*Direction*
Turn every line of the records below into a Markdown table with two columns, Row for the line number and Line for its text. Skip blank lines and leave the pictures out.

*Available records*

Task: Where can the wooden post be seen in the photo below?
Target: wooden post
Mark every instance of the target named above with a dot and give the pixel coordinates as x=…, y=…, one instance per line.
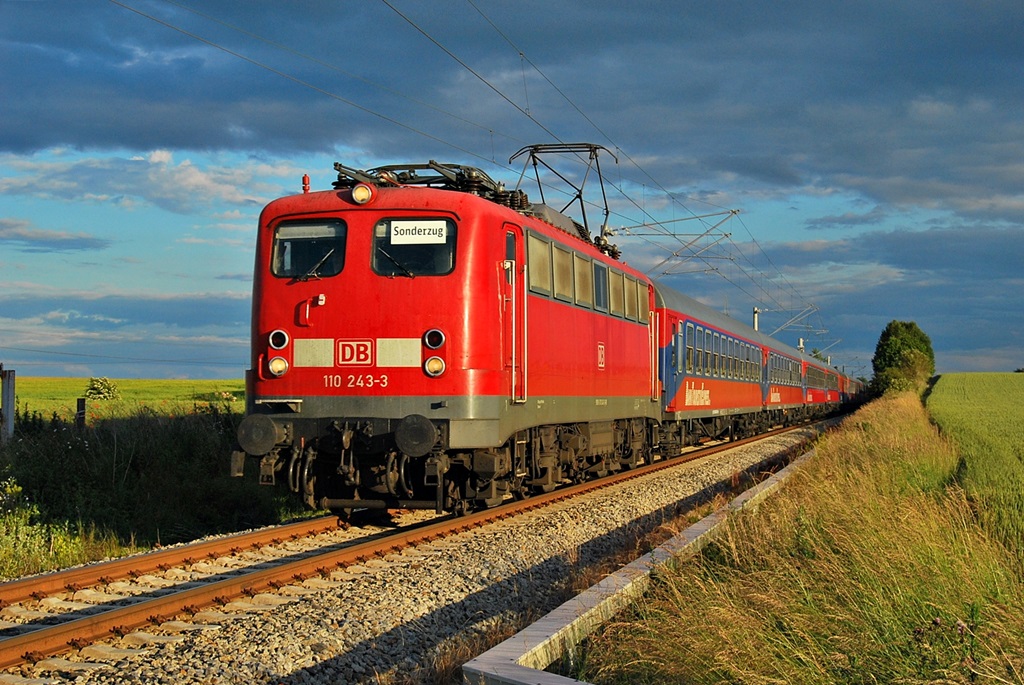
x=7, y=405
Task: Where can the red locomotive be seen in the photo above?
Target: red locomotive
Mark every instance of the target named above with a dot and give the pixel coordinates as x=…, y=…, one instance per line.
x=424, y=338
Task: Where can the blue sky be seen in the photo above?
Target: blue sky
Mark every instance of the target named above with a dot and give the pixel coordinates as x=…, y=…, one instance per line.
x=875, y=152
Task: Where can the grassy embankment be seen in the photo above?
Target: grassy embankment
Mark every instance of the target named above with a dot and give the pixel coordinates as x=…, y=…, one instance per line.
x=894, y=556
x=148, y=468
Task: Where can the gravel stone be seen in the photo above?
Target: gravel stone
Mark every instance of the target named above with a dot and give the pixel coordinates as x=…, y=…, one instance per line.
x=392, y=616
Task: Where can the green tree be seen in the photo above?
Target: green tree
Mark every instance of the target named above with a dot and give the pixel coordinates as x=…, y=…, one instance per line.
x=903, y=358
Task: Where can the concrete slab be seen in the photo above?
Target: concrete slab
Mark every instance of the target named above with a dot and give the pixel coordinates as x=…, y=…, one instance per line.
x=521, y=658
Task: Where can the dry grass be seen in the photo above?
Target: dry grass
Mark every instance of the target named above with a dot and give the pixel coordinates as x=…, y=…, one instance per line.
x=868, y=567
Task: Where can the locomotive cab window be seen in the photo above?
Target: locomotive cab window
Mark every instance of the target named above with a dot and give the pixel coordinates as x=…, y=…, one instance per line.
x=306, y=250
x=414, y=247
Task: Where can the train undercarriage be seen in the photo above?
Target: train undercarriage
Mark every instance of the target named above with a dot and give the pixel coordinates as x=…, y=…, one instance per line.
x=355, y=465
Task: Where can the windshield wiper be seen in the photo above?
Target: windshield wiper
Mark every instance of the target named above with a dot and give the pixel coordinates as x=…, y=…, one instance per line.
x=312, y=272
x=394, y=261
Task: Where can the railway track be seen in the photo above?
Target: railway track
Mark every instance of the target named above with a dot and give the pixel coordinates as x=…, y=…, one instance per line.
x=189, y=585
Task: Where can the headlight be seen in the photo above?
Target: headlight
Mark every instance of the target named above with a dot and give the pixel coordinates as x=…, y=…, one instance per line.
x=361, y=194
x=433, y=339
x=433, y=367
x=278, y=366
x=279, y=339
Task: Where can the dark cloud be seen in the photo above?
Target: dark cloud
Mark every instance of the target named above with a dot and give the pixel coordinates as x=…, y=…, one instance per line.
x=187, y=312
x=22, y=236
x=910, y=111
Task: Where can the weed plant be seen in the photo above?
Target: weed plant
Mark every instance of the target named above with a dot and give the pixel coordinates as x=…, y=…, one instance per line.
x=868, y=567
x=134, y=477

*Complete response*
| Row | Line |
|---|---|
| 1 | Task: Where can the wooden post be seen in the photo below? |
| 2 | Target: wooden post |
| 3 | Mark every instance of the target named above with a dot and give the pixel coordinates as x=…, y=…, one instance per line. |
| 4 | x=7, y=405 |
| 5 | Task: Where can the red locomotive be seen in the photo above? |
| 6 | Target: red locomotive |
| 7 | Mark every instance of the target named above with a dot and give the pixel coordinates as x=…, y=…, one instance per line. |
| 8 | x=424, y=338 |
| 9 | Task: Where can the blue sky be seen in the photo above? |
| 10 | Target: blue sky |
| 11 | Mark every instance of the target named above with a dot and give the pixel coordinates as x=…, y=…, one instance per line. |
| 12 | x=875, y=152 |
| 13 | Task: Where can the grassy embankment be seen in the photo above? |
| 14 | Target: grassy embankment |
| 15 | Mark every instance of the target named above with a dot and give the pixel coordinates as x=…, y=…, one instance per line. |
| 16 | x=894, y=556 |
| 17 | x=148, y=468 |
| 18 | Task: Where can the gravel stone be seen in the photo above? |
| 19 | Target: gravel stone |
| 20 | Mark every instance of the target named above with a dot and give the pixel coordinates as x=…, y=…, one instance per line. |
| 21 | x=392, y=616 |
| 22 | Task: Where can the green tree be seen in the photo above? |
| 23 | Target: green tree |
| 24 | Mark every instance of the target named above with a dot and give the pixel coordinates as x=…, y=…, one instance per line. |
| 25 | x=903, y=358 |
| 26 | Task: Where can the concrete slab be seen in the photo above? |
| 27 | Target: concrete slab |
| 28 | Mark every instance of the target named above with a dot and give the pixel coordinates as x=…, y=…, one instance per line. |
| 29 | x=521, y=658 |
| 30 | Task: Where can the dry grass be seen in the photo above? |
| 31 | Target: dry grass |
| 32 | Mark every instance of the target named above with a dot and give the pixel coordinates as x=…, y=…, one instance per line. |
| 33 | x=868, y=567 |
| 34 | Task: Where can the locomotive cab window be seen in the photo above? |
| 35 | Target: locomotive cab window |
| 36 | Mark every instance of the target named above with a dot and give the pixel coordinates as x=…, y=…, one instance per line. |
| 37 | x=306, y=250 |
| 38 | x=414, y=247 |
| 39 | Task: Where can the train undercarriage be seen in the photo above? |
| 40 | Target: train undercarriage |
| 41 | Mark every instance of the target named above with a dot and give the pixel coordinates as x=…, y=…, one instance per line. |
| 42 | x=355, y=465 |
| 43 | Task: Where can the windshield wiper be seen in the photo above? |
| 44 | Target: windshield wiper |
| 45 | Mark every instance of the target named above with a dot and give the pixel coordinates as x=…, y=…, one instance per line. |
| 46 | x=312, y=272 |
| 47 | x=394, y=261 |
| 48 | Task: Where can the railway track be seen in the photo above? |
| 49 | Target: railway track |
| 50 | Mark every instance of the target named above with a dot and give the pixel coordinates as x=…, y=…, one instance per line. |
| 51 | x=189, y=585 |
| 52 | Task: Where can the headlight be seen in the photo above? |
| 53 | Target: headlight |
| 54 | Mark every instance of the target named above with a dot and give the pixel coordinates as x=…, y=…, one instance per line. |
| 55 | x=361, y=194 |
| 56 | x=433, y=339 |
| 57 | x=433, y=367 |
| 58 | x=278, y=366 |
| 59 | x=279, y=339 |
| 60 | Task: Where can the dark cloud be seen in the photo above? |
| 61 | Target: dark cloud |
| 62 | Mark every instance of the target named above with a dot and give the pixel coordinates as x=…, y=…, one instance per line. |
| 63 | x=187, y=312 |
| 64 | x=22, y=236 |
| 65 | x=910, y=111 |
| 66 | Task: Where can the weed plant be seen in the photo above? |
| 67 | Target: weed plant |
| 68 | Mark every instance of the target named above with a dot and give the pixel coordinates as x=…, y=…, one instance per line. |
| 69 | x=868, y=567 |
| 70 | x=134, y=477 |